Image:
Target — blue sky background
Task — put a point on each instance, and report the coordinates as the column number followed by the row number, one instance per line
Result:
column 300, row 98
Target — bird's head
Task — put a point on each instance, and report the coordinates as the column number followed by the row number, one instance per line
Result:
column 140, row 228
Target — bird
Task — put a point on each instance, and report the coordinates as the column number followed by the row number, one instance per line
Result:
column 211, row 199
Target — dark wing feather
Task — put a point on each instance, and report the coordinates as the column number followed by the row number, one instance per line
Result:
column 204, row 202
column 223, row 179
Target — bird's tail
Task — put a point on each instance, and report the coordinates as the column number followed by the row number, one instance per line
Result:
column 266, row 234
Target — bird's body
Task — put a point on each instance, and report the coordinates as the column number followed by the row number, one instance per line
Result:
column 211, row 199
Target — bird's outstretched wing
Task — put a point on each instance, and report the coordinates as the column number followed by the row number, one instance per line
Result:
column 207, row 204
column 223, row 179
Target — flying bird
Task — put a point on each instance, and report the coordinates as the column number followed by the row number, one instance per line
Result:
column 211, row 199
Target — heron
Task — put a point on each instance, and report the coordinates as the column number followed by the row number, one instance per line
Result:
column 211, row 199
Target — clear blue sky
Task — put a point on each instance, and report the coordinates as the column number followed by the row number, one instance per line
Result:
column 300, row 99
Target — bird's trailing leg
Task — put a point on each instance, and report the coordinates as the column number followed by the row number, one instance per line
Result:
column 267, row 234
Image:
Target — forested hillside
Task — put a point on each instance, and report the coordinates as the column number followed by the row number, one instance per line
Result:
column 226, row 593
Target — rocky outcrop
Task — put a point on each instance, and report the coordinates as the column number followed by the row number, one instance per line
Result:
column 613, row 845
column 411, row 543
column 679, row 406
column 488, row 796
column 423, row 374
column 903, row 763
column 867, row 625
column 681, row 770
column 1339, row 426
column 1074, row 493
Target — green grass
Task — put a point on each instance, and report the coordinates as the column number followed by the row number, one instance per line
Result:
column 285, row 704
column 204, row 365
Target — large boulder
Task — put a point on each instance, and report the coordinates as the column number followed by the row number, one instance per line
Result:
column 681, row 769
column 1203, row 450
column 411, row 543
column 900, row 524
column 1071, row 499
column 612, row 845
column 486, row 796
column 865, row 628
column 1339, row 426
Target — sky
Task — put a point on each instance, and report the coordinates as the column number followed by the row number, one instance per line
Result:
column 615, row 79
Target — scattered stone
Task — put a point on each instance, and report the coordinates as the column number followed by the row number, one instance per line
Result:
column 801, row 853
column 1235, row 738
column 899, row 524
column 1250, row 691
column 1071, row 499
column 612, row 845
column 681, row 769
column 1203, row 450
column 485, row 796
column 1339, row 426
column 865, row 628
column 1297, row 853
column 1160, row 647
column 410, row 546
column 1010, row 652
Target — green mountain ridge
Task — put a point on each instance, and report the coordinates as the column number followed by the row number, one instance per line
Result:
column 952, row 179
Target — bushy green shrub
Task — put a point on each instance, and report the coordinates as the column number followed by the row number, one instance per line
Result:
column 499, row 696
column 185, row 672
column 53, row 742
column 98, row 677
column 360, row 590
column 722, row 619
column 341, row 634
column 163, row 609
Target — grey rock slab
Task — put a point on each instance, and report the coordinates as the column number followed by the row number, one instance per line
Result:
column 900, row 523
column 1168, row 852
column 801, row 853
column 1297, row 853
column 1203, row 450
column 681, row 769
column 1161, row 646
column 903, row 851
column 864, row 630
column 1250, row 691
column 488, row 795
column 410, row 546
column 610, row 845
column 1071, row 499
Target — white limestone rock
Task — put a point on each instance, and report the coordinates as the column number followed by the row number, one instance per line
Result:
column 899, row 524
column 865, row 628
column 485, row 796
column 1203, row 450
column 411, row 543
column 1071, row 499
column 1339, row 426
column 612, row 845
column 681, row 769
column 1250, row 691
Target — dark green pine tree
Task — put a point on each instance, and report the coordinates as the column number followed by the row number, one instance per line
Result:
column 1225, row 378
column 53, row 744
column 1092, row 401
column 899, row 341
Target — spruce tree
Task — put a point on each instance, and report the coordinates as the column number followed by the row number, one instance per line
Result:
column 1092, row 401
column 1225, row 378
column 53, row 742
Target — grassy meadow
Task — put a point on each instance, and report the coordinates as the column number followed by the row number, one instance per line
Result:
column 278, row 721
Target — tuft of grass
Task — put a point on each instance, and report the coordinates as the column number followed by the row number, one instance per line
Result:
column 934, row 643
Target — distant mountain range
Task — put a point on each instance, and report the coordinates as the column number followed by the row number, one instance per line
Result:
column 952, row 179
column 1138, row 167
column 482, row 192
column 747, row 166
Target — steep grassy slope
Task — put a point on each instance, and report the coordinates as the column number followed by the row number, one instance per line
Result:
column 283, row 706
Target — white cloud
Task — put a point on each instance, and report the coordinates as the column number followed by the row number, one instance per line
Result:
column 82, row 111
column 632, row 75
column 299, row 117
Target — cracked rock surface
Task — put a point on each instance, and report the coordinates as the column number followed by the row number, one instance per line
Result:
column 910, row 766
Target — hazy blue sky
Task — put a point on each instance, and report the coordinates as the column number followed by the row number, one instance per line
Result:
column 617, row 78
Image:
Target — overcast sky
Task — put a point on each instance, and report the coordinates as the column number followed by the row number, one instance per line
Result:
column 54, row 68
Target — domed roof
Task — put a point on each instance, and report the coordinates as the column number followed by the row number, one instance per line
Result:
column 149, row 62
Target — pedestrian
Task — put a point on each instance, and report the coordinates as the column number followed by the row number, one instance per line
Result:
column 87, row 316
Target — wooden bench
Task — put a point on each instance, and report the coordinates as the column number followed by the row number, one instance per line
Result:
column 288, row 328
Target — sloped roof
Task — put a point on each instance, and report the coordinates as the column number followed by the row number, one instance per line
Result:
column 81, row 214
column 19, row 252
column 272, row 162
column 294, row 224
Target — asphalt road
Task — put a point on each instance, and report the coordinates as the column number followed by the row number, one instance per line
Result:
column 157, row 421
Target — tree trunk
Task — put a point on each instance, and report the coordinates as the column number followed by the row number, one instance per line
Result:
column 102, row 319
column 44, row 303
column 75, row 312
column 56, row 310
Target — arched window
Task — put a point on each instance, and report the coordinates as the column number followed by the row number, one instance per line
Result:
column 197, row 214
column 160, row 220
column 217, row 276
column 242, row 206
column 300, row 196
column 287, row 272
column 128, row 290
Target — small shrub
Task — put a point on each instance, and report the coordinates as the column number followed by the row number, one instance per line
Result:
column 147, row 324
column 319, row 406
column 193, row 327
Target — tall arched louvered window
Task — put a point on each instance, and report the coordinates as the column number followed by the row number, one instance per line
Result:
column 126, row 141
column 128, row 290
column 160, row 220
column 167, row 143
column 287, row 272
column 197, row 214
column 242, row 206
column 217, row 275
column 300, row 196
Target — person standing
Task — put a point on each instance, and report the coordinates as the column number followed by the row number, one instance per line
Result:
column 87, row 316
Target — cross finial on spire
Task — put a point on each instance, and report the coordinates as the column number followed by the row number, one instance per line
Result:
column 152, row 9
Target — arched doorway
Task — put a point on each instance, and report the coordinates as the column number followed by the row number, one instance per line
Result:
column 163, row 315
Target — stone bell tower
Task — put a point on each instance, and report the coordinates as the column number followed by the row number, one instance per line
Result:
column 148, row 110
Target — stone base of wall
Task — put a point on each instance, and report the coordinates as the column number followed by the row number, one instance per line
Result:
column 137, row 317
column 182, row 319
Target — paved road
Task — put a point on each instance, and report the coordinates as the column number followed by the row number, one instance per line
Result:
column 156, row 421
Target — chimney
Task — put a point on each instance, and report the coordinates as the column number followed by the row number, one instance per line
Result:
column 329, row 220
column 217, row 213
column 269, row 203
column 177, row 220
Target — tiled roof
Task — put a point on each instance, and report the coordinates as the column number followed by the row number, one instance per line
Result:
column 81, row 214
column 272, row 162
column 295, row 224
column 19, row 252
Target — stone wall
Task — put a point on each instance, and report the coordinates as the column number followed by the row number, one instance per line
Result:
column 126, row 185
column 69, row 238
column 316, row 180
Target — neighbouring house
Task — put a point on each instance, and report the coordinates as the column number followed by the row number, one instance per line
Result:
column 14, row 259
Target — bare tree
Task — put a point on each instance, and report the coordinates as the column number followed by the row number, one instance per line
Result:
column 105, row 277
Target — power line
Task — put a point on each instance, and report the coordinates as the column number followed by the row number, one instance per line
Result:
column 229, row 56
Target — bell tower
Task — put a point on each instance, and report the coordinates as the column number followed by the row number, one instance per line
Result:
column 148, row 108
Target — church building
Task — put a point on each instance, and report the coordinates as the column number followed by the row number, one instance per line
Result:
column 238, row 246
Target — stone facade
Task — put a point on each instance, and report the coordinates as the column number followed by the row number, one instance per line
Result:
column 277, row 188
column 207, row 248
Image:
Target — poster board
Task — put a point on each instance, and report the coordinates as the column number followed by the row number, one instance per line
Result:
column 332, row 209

■ ■ ■ ■ ■ ■ ■

--- To do ---
Reproduce the rows above word for word, from the line that contains "Target — grassy meadow" through the line that contains "column 617, row 78", including both of those lines.

--- Answer below ---
Target — grassy meadow
Task — put a point on each instance, and report the coordinates as the column number followed by the row number, one instance per line
Result:
column 278, row 721
Target — tuft of grass
Task — put a point on each instance, and report the coordinates as the column number followed by the row number, one instance per line
Result:
column 934, row 643
Target — distant mountain range
Task — put a point on each instance, and report the coordinates as the column number followed by the row number, one instance per line
Result:
column 952, row 179
column 1138, row 167
column 482, row 192
column 747, row 166
Target — steep grassy slope
Task — put a point on each instance, and report the coordinates as the column number followed by the row number, one instance per line
Result:
column 283, row 706
Target — white cloud
Task — put a point on each instance, and report the coordinates as the column number followed by the row number, one instance per line
Result:
column 82, row 111
column 632, row 75
column 299, row 117
Target — cracked rock surface
Task — put a point on each instance, and report the coordinates as the column number followed by the row number, one instance per line
Result:
column 910, row 766
Target — hazy blue sky
Task — put a point on each instance, and report the coordinates as the column number followed by the row number, one instance per line
Result:
column 617, row 78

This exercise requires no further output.